-- start Available data --
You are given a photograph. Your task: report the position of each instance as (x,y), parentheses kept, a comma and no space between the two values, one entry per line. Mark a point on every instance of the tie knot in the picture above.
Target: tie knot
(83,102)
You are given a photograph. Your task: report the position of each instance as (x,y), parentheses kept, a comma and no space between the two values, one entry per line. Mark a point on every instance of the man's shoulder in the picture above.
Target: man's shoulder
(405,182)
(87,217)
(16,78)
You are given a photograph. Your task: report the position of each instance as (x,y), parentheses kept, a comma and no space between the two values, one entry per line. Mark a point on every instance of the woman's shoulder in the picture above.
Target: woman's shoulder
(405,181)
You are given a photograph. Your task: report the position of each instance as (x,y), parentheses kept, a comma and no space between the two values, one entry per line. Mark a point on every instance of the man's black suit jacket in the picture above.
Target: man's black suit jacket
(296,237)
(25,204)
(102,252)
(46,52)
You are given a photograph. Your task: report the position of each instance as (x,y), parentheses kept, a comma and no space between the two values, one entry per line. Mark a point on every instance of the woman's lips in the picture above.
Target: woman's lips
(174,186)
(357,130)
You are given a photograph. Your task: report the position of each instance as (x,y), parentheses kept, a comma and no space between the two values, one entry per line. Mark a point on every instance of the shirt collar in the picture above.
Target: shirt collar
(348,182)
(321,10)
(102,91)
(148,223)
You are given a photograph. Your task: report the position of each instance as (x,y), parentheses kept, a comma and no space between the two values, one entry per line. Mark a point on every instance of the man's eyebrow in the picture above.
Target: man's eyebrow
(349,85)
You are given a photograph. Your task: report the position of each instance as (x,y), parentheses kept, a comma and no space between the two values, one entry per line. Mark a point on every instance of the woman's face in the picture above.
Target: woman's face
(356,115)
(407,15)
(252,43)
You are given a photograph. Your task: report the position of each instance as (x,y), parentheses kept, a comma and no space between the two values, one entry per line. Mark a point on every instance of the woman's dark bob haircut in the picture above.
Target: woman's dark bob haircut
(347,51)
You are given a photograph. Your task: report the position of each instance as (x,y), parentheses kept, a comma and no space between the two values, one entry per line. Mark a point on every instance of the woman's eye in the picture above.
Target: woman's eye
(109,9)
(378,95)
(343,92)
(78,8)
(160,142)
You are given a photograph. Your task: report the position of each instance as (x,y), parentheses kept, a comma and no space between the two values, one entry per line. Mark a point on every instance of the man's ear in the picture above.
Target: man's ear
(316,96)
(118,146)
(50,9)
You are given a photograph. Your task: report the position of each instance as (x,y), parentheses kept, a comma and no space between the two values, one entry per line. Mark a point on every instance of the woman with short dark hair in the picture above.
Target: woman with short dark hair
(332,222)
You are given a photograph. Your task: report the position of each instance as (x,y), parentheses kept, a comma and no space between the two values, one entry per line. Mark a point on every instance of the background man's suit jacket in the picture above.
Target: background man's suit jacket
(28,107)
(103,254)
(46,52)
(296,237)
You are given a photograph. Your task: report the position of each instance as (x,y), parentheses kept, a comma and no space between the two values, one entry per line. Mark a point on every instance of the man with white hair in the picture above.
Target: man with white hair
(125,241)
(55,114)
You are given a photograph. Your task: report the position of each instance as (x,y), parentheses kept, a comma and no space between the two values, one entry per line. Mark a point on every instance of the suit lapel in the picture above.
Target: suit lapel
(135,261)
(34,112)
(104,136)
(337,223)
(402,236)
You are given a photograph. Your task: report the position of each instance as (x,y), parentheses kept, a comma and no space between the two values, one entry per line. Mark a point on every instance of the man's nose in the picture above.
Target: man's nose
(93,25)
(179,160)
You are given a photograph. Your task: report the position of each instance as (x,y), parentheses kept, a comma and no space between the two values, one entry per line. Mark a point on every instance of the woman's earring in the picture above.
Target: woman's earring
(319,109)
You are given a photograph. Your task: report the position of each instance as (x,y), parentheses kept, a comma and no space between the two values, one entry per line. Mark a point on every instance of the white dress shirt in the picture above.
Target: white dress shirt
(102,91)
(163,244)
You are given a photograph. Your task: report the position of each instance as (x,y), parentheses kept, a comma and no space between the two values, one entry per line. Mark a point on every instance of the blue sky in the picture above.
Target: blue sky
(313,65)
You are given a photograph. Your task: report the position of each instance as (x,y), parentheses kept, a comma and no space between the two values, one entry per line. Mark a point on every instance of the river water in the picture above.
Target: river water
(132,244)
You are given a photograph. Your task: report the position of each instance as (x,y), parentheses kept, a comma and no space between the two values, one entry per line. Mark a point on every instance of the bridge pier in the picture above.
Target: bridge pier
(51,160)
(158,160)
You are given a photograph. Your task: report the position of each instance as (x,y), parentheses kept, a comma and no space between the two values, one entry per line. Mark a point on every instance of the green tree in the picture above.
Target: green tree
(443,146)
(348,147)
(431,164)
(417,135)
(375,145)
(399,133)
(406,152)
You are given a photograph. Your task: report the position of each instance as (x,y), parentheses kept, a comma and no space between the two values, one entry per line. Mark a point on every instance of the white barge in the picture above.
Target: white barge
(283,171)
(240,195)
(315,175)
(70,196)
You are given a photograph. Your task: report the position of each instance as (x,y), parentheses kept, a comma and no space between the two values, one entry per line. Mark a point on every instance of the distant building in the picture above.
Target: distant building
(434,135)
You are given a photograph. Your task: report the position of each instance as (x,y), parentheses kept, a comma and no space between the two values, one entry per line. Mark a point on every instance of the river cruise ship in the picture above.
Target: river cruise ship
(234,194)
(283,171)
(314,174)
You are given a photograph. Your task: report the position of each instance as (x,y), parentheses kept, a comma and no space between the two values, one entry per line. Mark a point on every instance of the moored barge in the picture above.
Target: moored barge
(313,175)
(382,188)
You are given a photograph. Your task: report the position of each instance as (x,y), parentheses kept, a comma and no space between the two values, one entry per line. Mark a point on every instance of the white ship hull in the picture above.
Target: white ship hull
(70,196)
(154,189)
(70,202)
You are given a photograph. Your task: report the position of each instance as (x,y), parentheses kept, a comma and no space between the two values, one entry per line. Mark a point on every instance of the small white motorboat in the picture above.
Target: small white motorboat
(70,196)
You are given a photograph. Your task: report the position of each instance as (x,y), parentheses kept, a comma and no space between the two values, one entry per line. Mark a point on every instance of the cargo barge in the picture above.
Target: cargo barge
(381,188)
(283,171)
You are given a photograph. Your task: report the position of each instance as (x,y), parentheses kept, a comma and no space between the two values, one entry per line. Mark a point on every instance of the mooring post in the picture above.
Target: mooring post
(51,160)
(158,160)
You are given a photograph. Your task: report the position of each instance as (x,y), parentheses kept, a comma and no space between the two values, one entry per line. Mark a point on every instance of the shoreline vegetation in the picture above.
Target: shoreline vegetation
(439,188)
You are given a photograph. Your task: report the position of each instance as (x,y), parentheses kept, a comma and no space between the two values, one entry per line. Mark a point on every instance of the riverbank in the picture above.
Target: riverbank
-- end Available data --
Given task:
Starting at the line that contains "hull in the picture above.", output each remaining line of the listing, the last line included, exactly as it appears.

Solution for this exercise:
You are given a photograph. Your task: report the position of each instance as (x,y), parentheses kept, a comma and no space between the two values, one entry per line. Mark a point on every instance of the white ship hull in the picture above.
Target: white ship hull
(70,196)
(154,189)
(70,202)
You are given a photograph. Your task: report the position of each instance as (x,y), parentheses kept, a comma and no space between the two values, one entry per line. Mark a point on every instance of the small white motorboat in the picture above.
Target: small white motorboat
(70,196)
You are given a photograph. Your task: report the position of each instance as (x,y), parentheses kept, a comma and no space between the two values, one entry per line. Mark a point on every instance of the cargo barge in the picture above.
Target: cargo barge
(381,188)
(283,171)
You are given a photograph. Your task: report the position of each instance as (x,y), parentheses kept, a comma and no space between the two values, one entry per line. Mark a point on every instance of the mooring post in the picture above.
Target: mooring post
(51,160)
(158,160)
You are given a photograph. Your task: report the position of each instance as (x,y), parentheses kept, a comma and no space between the two values, one entry per line. Mark a point on every instance of the shoreline vegetation in the picture above.
Target: shoreline vegetation
(439,188)
You are given a photograph. Your task: report the position of each instance as (x,y), parentheses kept, a comma and no space between the two values, one entry per line. Mark a point on every instance of the riverbank in the picture above.
Target: riverbank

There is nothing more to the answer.